3. Avez-vous entrepris des actions spécifiques pour faire reconnaître la thématique par la Commission européenne ?

La labellisation du réseau COST par l’union européenne est en soi un des meilleurs moyens de promouvoir un secteur d’activité. Pour ce qui est du lobbying à proprement parler, l’IFV s’en est chargé dès le démarrage du COST et continue d’y travailler activement, que ce soit au niveau national ou européen. Ensemble, nous avons fait remonter une proposition de « topic » sur notre sujet pour le programme Horizon 2020 en juin 2014, donc pour le programme de travail 2016-2017. La rédaction s’est faite en collaboration avec des membres du COST afin que chacun communique sur le sujet dans son propre pays via leurs Groupes de Travail Nationaux (GTN H2020)

Ces dernières années, l’URVVC a répondu à toutes les sollicitations pour présenter des projets de recherche et communiquer sur l’avancée des résultats, notamment dans des lobbies agricoles. En 2010, nous avions déjà essayé de faire reconnaître le besoin de financer la thématique dans le 7e PCRD via la délégation de Lorraine Champagne-Ardenne à Bruxelles et surtout via le GTN Bio auquel le laboratoire participe.

L’action COST et le projet WINETWORK ont permis de donner une meilleure visibilité à ce sujet et l’URVVC est maintenant identifiée comme une équipe référente sur la thématique par les instances nationales et européennes. L’URVVC a également organisé un Workshop dans le cadre du COST à Cognac, en collaboration avec les maisons de champagne Ets Hennessy & Jas. Dernièrement, nous nous sommes engagés et nous avons obtenu le privilège d’organiser le 10e Congrès du ICGTD (International Council on Grapevine Trunk Diseases) en juillet 2017 à Reims !

▸ **Jeu de données**
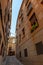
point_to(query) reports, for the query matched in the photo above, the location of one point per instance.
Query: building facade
(11, 47)
(5, 23)
(29, 33)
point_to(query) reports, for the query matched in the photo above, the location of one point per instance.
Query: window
(42, 2)
(20, 54)
(29, 9)
(0, 12)
(34, 22)
(39, 48)
(0, 37)
(19, 38)
(25, 53)
(23, 32)
(26, 2)
(8, 17)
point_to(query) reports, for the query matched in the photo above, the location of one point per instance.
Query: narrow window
(39, 48)
(34, 22)
(25, 53)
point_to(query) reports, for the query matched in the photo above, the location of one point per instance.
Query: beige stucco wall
(30, 39)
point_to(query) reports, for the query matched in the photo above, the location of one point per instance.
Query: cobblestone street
(12, 60)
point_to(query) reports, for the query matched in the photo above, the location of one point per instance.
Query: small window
(19, 38)
(20, 54)
(8, 17)
(23, 32)
(34, 22)
(0, 12)
(29, 9)
(25, 53)
(0, 37)
(42, 2)
(39, 48)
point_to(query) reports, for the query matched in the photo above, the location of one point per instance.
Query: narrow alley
(21, 32)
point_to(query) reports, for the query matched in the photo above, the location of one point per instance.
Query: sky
(15, 10)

▸ **Consignes de l'exercice**
a – Dans l'extrait sur le réseau COST, réécrivez sous forme de liste le paragraphe qui commence par « Ces dernières années, l'URVVC » en conservant ses faits principaux.
b – Poursuivez l'extrait sur le réseau COST à partir de sa dernière phrase.

▸ **Réponses par tâche**
a –
- Ces dernières années, l'URVVC a répondu à toutes les sollicitations pour présenter des projets de recherche et communiquer sur l'avancée des résultats, notamment dans des lobbies agricoles.
- En 2010, l'équipe avait déjà essayé de faire reconnaître le besoin de financer la thématique dans le 7e PCRD.
- Elle était passée pour cela par la délégation de Lorraine Champagne-Ardenne à Bruxelles et surtout par le GTN Bio, auquel le laboratoire participe.

b –
Il est certain que cette visibilité, notre participation au GTN Bio et le travail de lobbying accompli à Bruxelles ont permis d’inscrire la thématique dans les appels d’offre du programme H2020, résultat d’un travail de plusieurs années. Pour autant, nous ne sommes pas prioritaires sur l’appel qui couvre aussi d’autres thématiques comme la forêt et qui est très concurrentielle.

4. Enfin, au niveau du laboratoire, quelles sont les retombées de cette activité européenne ?

Au sein de l’URVVC, l’ouverture à l’international n’est pas limitée à la thématique des maladies du bois de la vigne mais correspond à un choix stratégique opéré en commun depuis plusieurs années sur tous les sujets du laboratoire. Cette démarche a d’ailleurs conduit le laboratoire à valider ces dernières années 2 projets Interreg, 1 projet EraNet, 1 projet Arimnet et à participer à un réseau Marie Curie centrés sur la bio-protection des plantes. Sur ce sujet, nous portons par ailleurs une action COST dont nous attendons le retour en octobre 2016.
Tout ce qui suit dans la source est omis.